---------- EXCERPTED RECORDS

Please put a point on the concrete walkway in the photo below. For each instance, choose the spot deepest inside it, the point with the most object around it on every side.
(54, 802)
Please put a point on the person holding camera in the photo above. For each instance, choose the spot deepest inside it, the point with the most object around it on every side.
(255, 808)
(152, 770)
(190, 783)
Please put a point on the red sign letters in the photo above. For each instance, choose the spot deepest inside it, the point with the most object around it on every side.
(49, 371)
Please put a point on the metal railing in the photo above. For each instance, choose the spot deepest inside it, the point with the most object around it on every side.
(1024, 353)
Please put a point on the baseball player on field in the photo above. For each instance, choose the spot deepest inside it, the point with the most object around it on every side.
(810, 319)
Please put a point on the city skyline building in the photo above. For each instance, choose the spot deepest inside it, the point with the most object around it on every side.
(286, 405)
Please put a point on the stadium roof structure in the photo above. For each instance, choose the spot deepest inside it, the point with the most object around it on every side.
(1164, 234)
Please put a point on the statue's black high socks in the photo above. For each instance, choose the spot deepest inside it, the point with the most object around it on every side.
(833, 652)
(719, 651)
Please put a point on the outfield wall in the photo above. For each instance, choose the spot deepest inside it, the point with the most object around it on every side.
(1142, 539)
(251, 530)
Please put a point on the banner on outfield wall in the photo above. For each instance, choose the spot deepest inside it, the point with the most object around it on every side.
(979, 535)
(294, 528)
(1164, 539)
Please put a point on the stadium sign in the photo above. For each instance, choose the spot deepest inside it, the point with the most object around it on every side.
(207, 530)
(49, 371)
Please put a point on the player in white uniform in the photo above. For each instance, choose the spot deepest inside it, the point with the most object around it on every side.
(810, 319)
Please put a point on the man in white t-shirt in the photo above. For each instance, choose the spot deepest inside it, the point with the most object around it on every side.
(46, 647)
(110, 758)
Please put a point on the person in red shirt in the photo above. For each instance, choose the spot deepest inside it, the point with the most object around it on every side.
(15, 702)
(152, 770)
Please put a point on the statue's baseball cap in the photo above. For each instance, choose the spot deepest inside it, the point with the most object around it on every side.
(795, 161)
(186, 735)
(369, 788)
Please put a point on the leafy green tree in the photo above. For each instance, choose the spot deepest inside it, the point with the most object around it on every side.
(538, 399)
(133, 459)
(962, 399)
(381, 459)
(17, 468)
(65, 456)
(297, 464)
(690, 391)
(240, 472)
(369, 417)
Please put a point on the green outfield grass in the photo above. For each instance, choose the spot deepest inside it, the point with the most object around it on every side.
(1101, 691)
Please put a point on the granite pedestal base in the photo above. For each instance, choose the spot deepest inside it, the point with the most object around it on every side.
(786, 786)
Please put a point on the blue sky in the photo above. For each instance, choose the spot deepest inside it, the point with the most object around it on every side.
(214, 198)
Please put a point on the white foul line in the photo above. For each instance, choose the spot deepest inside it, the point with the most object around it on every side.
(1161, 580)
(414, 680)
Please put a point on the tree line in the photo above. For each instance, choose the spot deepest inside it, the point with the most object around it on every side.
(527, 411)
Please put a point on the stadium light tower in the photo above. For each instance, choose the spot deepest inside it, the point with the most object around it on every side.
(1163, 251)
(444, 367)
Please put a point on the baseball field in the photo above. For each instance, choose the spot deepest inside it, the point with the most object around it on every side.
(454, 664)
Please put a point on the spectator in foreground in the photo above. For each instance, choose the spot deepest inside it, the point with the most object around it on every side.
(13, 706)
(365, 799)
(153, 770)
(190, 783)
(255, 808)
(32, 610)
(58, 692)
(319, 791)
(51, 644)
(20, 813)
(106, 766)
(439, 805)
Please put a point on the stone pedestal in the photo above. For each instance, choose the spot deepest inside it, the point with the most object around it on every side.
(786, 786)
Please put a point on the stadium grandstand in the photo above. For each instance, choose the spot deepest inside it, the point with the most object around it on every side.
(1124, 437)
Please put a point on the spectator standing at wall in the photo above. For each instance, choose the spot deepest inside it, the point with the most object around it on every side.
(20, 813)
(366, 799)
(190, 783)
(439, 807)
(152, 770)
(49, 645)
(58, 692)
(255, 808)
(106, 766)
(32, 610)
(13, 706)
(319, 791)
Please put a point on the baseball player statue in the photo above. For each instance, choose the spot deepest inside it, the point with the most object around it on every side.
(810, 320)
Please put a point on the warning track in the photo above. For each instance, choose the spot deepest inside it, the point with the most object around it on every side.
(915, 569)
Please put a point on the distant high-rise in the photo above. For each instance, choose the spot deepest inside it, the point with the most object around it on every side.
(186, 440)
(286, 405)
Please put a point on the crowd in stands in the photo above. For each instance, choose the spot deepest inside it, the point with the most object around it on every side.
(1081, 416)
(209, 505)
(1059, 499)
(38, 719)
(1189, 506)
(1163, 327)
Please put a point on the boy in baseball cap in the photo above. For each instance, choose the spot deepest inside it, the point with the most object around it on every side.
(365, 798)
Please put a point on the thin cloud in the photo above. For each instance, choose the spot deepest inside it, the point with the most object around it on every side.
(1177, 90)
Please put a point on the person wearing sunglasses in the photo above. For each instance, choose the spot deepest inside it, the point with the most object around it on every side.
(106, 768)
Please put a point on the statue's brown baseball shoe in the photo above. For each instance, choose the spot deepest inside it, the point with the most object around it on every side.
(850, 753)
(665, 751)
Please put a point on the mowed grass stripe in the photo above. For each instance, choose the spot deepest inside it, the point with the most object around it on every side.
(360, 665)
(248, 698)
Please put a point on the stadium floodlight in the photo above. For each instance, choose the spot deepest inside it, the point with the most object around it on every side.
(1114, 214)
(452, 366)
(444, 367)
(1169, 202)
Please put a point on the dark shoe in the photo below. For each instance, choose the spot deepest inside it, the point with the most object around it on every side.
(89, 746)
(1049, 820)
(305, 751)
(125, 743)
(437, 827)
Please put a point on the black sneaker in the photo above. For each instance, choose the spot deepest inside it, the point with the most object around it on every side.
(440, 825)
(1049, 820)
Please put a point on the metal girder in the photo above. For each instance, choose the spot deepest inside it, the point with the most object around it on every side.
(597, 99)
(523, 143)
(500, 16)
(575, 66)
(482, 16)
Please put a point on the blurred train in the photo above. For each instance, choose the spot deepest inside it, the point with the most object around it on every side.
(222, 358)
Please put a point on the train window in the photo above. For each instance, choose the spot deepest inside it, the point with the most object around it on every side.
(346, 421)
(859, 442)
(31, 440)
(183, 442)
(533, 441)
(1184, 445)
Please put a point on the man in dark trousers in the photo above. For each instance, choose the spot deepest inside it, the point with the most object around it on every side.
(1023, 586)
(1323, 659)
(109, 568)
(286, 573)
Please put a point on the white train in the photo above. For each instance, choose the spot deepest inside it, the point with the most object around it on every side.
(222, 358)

--------------------

### [PROBLEM DESCRIPTION]
Could you give again exactly the lines from the line containing "Please put a point on the train" through the final line of the data above, and no others?

### [EXPECTED ANSWER]
Please put a point on the train window in the photo above. For each instance, choose the spot deepest inside it, the point with the most object around it on every side.
(346, 421)
(859, 442)
(31, 440)
(183, 442)
(533, 441)
(1184, 445)
Please put a point on the man in dark trousers in the photo above. For each instance, choose the spot deepest inside it, the point with the most object around it on every side.
(1023, 586)
(1323, 659)
(109, 568)
(286, 573)
Please put a point on the white train in the photo above. For each instance, choose the spot deepest inside it, the point with the most object around it on every side.
(222, 358)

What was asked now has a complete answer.